Don’t Worry About The Debt Ceiling

Don’t Worry About The Debt Ceiling

Don’t worry about the debt ceiling. More spending is coming. The risk of Treasury defaulting in June is 0.00000000000000000001% (I jest), but that is neither here nor there. Both the Dems and the GOP want to spend on pork, it is just a question of which flavor. Therefore, the debt ceiling will be lifted, another $trillion-plus omnibus bill will be passed, Treasury will issue mountains of debt – most of which will be subsidized by the Fed (China and Japan are too smart to load up on U.S. Treasuries).

The Fed will further dilute the Dollar to support fiscal spending programs that subsidize: Healthcare, Pharma, Insurance and individuals. The U.S. will continue to run fiscal deficits, it will continue to import more than it exports and asset values (including stocks) will reinflate – unless the Fed maintains its Fed Funds Rate at current levels. Should Powell and the Fed do so, banks will continue to tighten and the U.S. economy will further slow.
------------------------------
§ TASK A
In the debt ceiling piece, which institution will subsidize most of the debt that Treasury issues?
§ TASK B
The debt ceiling piece names what the fiscal spending programs subsidize. List all of them.
§ TASK C
Translate this sentence from the debt ceiling piece into Spanish: "Should Powell and the Fed do so, banks will continue to tighten and the U.S. economy will further slow."
------------------------------
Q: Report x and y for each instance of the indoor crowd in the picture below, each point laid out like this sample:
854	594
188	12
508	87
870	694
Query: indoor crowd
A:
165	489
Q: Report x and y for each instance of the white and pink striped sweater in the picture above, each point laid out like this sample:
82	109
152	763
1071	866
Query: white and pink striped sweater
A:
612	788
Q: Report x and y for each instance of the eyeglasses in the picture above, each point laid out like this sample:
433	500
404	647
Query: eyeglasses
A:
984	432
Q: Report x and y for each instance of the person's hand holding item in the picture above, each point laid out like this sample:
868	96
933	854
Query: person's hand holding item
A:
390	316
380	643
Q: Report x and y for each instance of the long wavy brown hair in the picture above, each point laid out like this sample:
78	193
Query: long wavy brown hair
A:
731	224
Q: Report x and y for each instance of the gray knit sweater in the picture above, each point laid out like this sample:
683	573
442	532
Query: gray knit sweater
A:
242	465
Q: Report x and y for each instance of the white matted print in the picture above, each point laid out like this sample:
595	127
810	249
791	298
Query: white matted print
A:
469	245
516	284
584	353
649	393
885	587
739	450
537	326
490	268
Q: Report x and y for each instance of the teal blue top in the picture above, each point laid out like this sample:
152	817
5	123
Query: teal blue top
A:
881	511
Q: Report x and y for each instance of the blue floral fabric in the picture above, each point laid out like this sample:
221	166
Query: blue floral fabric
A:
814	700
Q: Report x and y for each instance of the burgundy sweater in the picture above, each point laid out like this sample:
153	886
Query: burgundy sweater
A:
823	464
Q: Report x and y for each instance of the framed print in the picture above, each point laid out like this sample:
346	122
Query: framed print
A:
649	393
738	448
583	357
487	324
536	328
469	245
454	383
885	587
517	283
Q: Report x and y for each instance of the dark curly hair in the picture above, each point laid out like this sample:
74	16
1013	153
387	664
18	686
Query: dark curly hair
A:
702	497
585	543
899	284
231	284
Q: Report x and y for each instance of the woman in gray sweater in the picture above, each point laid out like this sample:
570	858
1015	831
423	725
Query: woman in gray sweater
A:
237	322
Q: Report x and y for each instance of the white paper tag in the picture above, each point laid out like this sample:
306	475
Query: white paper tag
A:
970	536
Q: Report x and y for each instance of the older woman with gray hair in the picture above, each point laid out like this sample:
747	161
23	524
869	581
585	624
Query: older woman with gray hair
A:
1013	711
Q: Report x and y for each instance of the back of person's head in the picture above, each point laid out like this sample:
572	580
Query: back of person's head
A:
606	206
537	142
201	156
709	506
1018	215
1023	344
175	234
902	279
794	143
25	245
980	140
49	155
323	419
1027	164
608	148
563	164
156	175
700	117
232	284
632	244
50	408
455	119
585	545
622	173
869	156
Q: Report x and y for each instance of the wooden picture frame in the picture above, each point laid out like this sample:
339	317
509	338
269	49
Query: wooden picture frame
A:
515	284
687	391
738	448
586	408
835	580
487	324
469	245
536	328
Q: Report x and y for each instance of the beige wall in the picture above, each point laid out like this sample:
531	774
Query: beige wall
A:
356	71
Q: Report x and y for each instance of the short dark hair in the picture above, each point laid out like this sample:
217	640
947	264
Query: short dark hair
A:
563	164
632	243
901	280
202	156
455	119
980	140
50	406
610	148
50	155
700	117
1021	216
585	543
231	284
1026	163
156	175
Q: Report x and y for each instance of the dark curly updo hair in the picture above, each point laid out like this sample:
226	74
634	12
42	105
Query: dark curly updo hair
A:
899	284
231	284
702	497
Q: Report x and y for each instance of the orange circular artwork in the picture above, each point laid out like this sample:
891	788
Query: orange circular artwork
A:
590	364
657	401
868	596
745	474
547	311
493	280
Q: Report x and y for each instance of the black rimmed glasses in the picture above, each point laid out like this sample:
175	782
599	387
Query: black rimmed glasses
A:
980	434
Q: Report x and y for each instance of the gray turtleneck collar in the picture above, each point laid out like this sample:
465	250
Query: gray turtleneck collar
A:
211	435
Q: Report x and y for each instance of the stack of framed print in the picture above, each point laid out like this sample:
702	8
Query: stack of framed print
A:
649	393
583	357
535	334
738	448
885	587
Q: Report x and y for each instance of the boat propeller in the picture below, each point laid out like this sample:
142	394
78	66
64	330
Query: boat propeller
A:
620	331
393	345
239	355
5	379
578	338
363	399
------------------------------
§ EXERCISE ANSWER A
The Fed.

§ EXERCISE ANSWER B
Healthcare, Pharma, Insurance, individuals

§ EXERCISE ANSWER C
Si Powell y la Fed lo hacen, los bancos seguirán endureciéndose y la economía de EE. UU. se desacelerará aún más.